## QUÉ SE ESPERA:
En el texto sobre la propuesta educativa del PRO, ¿quién fue ministro de Educación porteño desde 2007 a 2010?

## TEXTO DE ORIGEN:
Describir la propuesta educativa del PRO sin caer en caricaturas es realmente un desafío. En tiempos donde la performatividad del lenguaje parece llevarse al extremo, donde el discurso no sólo busca crear realidad sino que aspira a reemplazarla, invito a una metodología: separar la política educativa real, aplicada, gestionada del PRO de su propio discurso sobre ella.
Soledad Acuña, cuarta funcionaria PRO en ocupar el Ministerio de Educación porteño, es hasta ahora la única que ha hecho de su gestión una identidad reconocible a nivel nacional. Mariano Narodowski, con experiencia real e interés previo en el campo pedagógico, fue ministro desde 2007 a 2010. Le siguió Abel Posse, un escritor de perfil conservador que renunció tras un par de declaraciones desafortunadas. Luego asumió Esteban Bullrich, licenciado en sistemas. Con la llegada de Mauricio Macri a la presidencia de la Nación en 2015, prácticamente todo el funcionariado porteño se fue al Palacio Pizzurno. Acuña se quedó en CABA.
Como Ministra circuló un archivo power point reemplazando materias de cuarto y quinto año por pasantías; se vio obligada a negociar con 30 escuelas secundarias tomadas en 2017, en la Defensoría del Pueblo, en una asamblea donde se tiraron con todo; anunció el cierre de los 29 institutos de formación docente; se ausentó de las instancias institucionales (la Legislatura) para explicar el proyecto UniCABA; intentó cerrar escuelas nocturnas; dijo que los docentes somos zurdos, vagos, viejos, fracasados; afirmó que los alumnos desconectados durante la pandemia están perdidos en los pasillos de la villa y son irrecuperables del submundo del narcotráfico; reformó el Estatuto Docente sin consultar; prohibió el lenguaje no binario; mandó a la policía, de noche a la casa de los estudiantes que habían tomado las escuelas.

Entradas del conjunto de datos
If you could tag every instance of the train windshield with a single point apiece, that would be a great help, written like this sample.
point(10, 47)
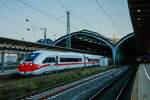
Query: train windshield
point(31, 56)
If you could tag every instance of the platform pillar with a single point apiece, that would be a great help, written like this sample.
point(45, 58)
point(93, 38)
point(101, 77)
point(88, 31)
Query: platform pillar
point(2, 60)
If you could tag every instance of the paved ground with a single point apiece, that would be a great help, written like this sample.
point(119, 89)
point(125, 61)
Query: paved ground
point(141, 89)
point(8, 72)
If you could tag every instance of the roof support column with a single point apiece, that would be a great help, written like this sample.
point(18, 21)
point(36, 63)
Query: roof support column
point(114, 55)
point(2, 60)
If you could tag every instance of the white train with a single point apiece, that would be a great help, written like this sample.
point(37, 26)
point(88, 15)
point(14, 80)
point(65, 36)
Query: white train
point(39, 62)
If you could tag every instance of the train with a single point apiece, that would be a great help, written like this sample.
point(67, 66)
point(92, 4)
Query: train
point(40, 62)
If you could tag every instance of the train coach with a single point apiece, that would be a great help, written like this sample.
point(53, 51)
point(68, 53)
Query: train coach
point(39, 62)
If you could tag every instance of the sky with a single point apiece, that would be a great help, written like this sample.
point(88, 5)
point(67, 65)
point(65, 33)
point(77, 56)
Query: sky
point(23, 19)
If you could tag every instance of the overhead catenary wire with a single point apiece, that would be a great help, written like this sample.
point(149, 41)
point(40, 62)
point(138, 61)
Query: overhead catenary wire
point(45, 13)
point(82, 20)
point(109, 17)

## RESULTADO DE LA TAREA:
Mariano Narodowski fue ministro desde 2007 a 2010.